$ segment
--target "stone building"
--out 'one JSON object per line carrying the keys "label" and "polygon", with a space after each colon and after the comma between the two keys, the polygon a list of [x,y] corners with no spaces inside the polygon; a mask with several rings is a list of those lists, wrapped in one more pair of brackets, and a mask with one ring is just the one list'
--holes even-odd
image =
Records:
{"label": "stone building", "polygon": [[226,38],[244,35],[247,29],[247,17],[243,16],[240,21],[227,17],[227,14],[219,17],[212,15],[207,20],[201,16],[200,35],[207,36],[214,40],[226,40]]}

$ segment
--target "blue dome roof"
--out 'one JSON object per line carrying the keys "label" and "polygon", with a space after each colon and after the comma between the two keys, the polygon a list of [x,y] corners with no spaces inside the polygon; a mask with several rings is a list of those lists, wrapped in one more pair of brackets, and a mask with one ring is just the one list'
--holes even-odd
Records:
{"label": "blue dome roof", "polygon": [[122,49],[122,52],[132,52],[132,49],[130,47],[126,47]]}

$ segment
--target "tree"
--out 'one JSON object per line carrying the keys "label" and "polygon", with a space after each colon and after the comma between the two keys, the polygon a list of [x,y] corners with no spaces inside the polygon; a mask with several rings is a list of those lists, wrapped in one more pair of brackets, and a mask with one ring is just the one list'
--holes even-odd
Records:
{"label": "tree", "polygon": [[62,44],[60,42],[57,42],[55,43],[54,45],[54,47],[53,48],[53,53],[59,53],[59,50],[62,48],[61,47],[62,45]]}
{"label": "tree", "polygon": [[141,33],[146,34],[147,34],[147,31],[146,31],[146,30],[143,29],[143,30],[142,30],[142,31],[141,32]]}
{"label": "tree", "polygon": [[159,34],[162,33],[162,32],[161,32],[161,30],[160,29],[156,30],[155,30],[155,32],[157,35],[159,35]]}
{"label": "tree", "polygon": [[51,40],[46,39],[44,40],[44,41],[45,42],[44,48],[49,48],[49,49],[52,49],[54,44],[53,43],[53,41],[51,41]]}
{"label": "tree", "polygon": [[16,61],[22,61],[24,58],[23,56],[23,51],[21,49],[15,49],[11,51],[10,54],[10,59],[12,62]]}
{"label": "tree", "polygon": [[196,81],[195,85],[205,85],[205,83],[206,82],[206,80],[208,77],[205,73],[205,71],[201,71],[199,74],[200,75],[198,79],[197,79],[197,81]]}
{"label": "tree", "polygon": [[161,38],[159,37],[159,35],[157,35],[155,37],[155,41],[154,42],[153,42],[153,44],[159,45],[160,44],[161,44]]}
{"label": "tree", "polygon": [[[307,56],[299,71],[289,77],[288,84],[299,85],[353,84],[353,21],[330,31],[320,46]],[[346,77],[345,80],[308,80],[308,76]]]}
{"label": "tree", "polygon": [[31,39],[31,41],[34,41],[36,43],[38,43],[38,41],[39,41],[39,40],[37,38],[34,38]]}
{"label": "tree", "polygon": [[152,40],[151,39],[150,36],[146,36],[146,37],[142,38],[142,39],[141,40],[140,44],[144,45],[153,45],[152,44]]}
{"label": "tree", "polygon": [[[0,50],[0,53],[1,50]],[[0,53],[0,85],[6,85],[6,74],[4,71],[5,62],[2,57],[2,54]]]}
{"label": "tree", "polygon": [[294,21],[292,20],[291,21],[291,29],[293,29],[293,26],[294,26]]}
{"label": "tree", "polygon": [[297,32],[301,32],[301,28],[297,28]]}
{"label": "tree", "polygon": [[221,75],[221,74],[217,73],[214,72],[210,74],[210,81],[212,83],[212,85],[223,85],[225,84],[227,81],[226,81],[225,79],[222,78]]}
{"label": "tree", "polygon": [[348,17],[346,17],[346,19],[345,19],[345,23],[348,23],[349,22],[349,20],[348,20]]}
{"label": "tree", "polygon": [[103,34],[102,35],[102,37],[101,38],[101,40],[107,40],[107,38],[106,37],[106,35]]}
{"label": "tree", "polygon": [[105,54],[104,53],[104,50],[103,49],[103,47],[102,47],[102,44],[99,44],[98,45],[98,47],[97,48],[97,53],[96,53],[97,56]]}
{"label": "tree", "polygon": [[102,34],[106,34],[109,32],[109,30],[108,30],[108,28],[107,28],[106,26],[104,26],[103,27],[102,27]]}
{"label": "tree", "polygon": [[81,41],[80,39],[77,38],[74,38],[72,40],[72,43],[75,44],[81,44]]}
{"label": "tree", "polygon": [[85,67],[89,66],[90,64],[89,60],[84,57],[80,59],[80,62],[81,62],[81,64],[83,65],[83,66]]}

::::::

• Problem details
Count the lines in the material above that contain the string "target", with uppercase and lowercase treated as different. Give only the number.

• The answer
3